[Provided records Boundary: Start]

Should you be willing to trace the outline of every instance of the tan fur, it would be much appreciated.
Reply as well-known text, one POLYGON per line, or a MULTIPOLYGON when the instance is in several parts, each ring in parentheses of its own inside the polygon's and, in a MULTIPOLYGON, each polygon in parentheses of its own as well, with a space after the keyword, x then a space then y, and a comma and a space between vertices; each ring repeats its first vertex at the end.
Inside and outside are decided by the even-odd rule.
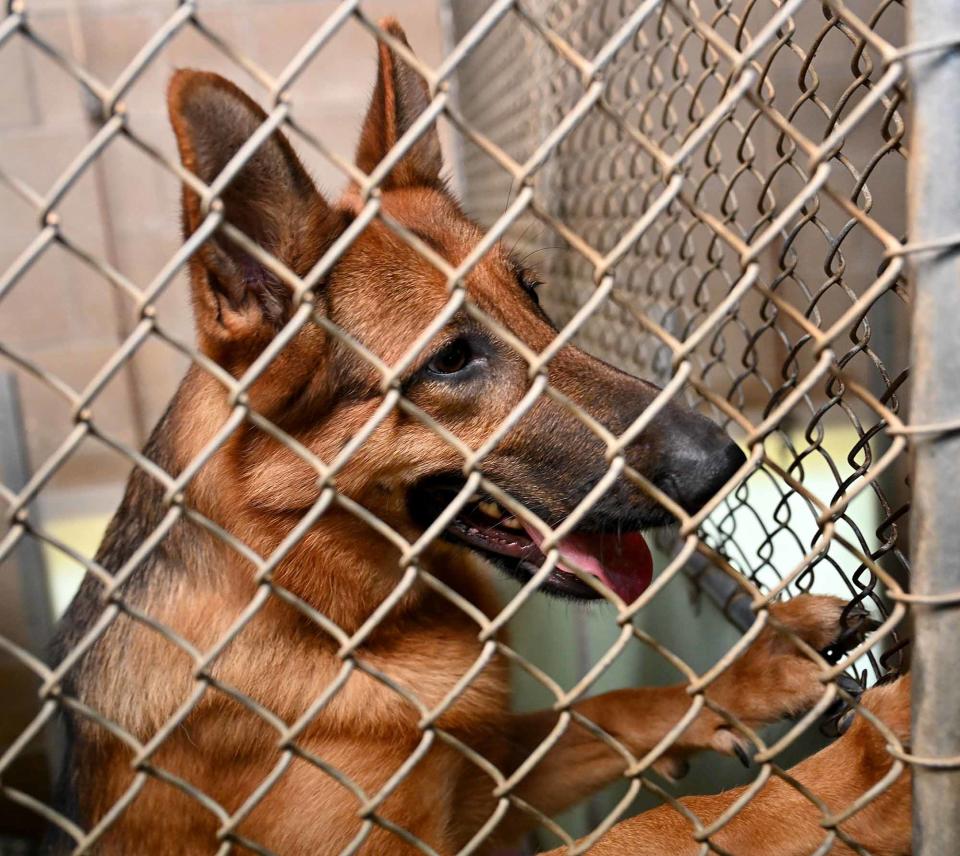
MULTIPOLYGON (((403 38, 395 22, 385 26, 403 38)), ((423 81, 381 45, 377 88, 358 148, 358 163, 365 171, 376 168, 426 98, 423 81)), ((262 111, 236 87, 201 72, 178 73, 169 99, 183 162, 207 182, 263 119, 262 111)), ((456 265, 482 232, 443 189, 439 170, 439 141, 433 130, 391 171, 383 185, 382 206, 456 265)), ((356 188, 337 205, 324 200, 279 133, 240 171, 223 202, 227 220, 301 276, 361 205, 356 188)), ((204 216, 199 197, 185 188, 185 232, 199 228, 204 216)), ((209 240, 194 256, 191 278, 200 348, 232 375, 242 376, 292 314, 289 290, 223 236, 209 240)), ((518 284, 517 271, 501 248, 480 261, 466 287, 475 305, 533 351, 541 351, 556 335, 518 284)), ((407 352, 448 296, 444 277, 384 223, 374 221, 331 269, 316 299, 319 313, 389 365, 407 352)), ((467 320, 459 317, 456 323, 467 320)), ((445 336, 449 337, 446 330, 437 335, 411 372, 427 362, 445 336)), ((557 353, 549 372, 551 384, 614 432, 625 430, 656 394, 651 385, 571 346, 557 353)), ((308 323, 253 383, 249 401, 329 463, 380 406, 380 385, 372 366, 319 325, 308 323)), ((436 382, 411 384, 405 394, 462 442, 478 448, 527 389, 527 364, 504 347, 498 355, 495 395, 467 396, 436 382)), ((158 428, 159 451, 154 454, 162 458, 163 466, 179 473, 208 446, 230 412, 228 393, 219 381, 192 368, 158 428)), ((653 472, 661 466, 671 443, 691 424, 692 417, 674 405, 664 413, 662 426, 658 423, 645 432, 643 442, 630 450, 631 465, 638 471, 653 472)), ((595 471, 576 468, 592 462, 602 471, 603 453, 603 444, 582 424, 555 402, 541 398, 483 467, 494 480, 539 489, 546 475, 564 469, 556 461, 572 462, 570 478, 583 484, 594 478, 595 471)), ((462 465, 460 454, 434 431, 395 409, 337 473, 335 484, 340 495, 414 541, 421 529, 407 508, 407 491, 425 476, 456 472, 462 465)), ((648 502, 631 484, 618 484, 616 491, 614 499, 625 506, 648 502)), ((252 424, 244 424, 190 482, 186 503, 267 558, 321 492, 318 473, 309 463, 252 424)), ((544 486, 534 499, 544 514, 562 519, 570 511, 570 500, 557 493, 544 486)), ((131 480, 126 510, 118 513, 101 551, 101 560, 111 570, 127 561, 138 515, 154 513, 158 501, 144 477, 131 480)), ((232 814, 261 783, 275 776, 265 798, 245 810, 233 830, 240 842, 249 839, 279 853, 335 853, 363 825, 354 793, 322 765, 336 768, 372 796, 418 747, 426 748, 422 758, 377 807, 377 814, 440 853, 463 847, 495 809, 495 783, 440 737, 425 738, 421 720, 424 710, 445 703, 483 654, 476 622, 421 580, 409 586, 350 657, 341 656, 340 640, 310 617, 320 613, 345 634, 356 633, 400 583, 399 560, 395 544, 333 503, 273 568, 270 580, 284 597, 267 598, 198 673, 198 663, 170 641, 169 634, 205 656, 235 629, 258 596, 257 568, 200 523, 177 522, 152 564, 121 590, 129 607, 167 628, 168 635, 122 615, 78 669, 76 692, 85 705, 147 743, 197 687, 206 684, 206 689, 147 759, 149 769, 160 777, 149 777, 142 788, 131 768, 131 748, 78 717, 72 765, 83 822, 97 823, 128 788, 140 788, 101 840, 99 852, 214 852, 220 822, 184 793, 180 783, 189 783, 232 814), (333 688, 336 692, 330 694, 333 688), (324 696, 326 702, 317 705, 324 696), (269 711, 268 717, 258 709, 269 711), (283 733, 294 724, 292 736, 283 733), (287 737, 291 739, 283 742, 287 737), (432 740, 429 747, 425 739, 432 740)), ((425 571, 487 615, 496 613, 490 569, 473 554, 438 541, 419 561, 425 571)), ((89 591, 85 589, 83 597, 93 602, 95 587, 85 585, 89 591)), ((88 608, 71 607, 64 630, 68 644, 84 632, 78 616, 88 608)), ((776 605, 773 613, 777 622, 822 648, 839 632, 840 608, 835 599, 807 596, 776 605)), ((794 645, 769 627, 711 685, 708 696, 758 727, 809 708, 822 692, 816 672, 794 645)), ((891 705, 900 704, 904 686, 869 696, 878 713, 886 716, 891 705)), ((576 709, 640 756, 664 737, 690 704, 685 689, 676 686, 621 690, 582 701, 576 709)), ((898 727, 905 727, 902 704, 894 715, 898 727)), ((507 663, 494 656, 437 717, 435 726, 509 774, 550 733, 557 717, 554 711, 511 713, 507 663)), ((696 751, 729 753, 737 742, 722 718, 704 710, 658 767, 668 774, 676 772, 696 751)), ((876 740, 857 725, 801 765, 797 776, 811 786, 827 787, 828 802, 840 806, 865 790, 882 773, 884 763, 876 740), (842 772, 838 780, 825 783, 838 771, 842 772)), ((572 724, 515 793, 554 814, 623 770, 616 753, 572 724)), ((857 832, 872 836, 874 852, 906 852, 904 818, 909 801, 901 793, 903 786, 897 787, 899 803, 884 798, 888 820, 851 821, 857 832)), ((734 796, 691 804, 707 817, 715 816, 734 796)), ((879 807, 871 808, 864 817, 879 812, 879 807)), ((777 838, 775 846, 764 843, 772 828, 770 819, 785 816, 797 830, 795 840, 805 846, 820 834, 816 816, 799 805, 789 789, 772 782, 718 840, 739 854, 799 854, 786 839, 777 838)), ((687 852, 693 848, 692 839, 678 817, 661 811, 625 822, 596 852, 687 852)), ((533 825, 525 813, 510 811, 483 852, 516 841, 533 825)), ((415 851, 391 832, 374 827, 361 852, 415 851)))
MULTIPOLYGON (((904 743, 910 735, 910 679, 870 690, 865 706, 904 743)), ((892 758, 886 739, 863 716, 836 743, 789 771, 826 805, 840 812, 889 773, 892 758)), ((744 792, 735 788, 717 796, 688 797, 682 802, 704 825, 716 820, 744 792)), ((745 856, 802 856, 817 851, 827 837, 819 825, 823 814, 793 785, 776 776, 710 841, 745 856)), ((840 831, 875 856, 905 856, 911 851, 910 771, 904 771, 876 799, 845 820, 840 831)), ((678 811, 662 807, 615 827, 590 849, 597 856, 694 856, 699 845, 692 827, 678 811), (665 843, 669 842, 669 846, 665 843)), ((559 856, 563 850, 551 851, 559 856)), ((831 854, 854 851, 837 838, 831 854)))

[Provided records Boundary: End]

● **What is required**:
Up to and including the line that contains "Reply as well-known", output the records above exactly, beginning with their first line.

● **Result**:
Should you be willing to trace the outline of every instance of the tan fur, it would be much appreciated.
Reply as well-known text, one POLYGON per line, or a MULTIPOLYGON when the instance is in several parts, each ring in parentheses of its own inside the polygon's and, in a MULTIPOLYGON, each polygon in parentheses of its own as well, with a space after the keyword, x then a space then y, and a comma and a space between vertices; each ring repeats its first vertex at the end.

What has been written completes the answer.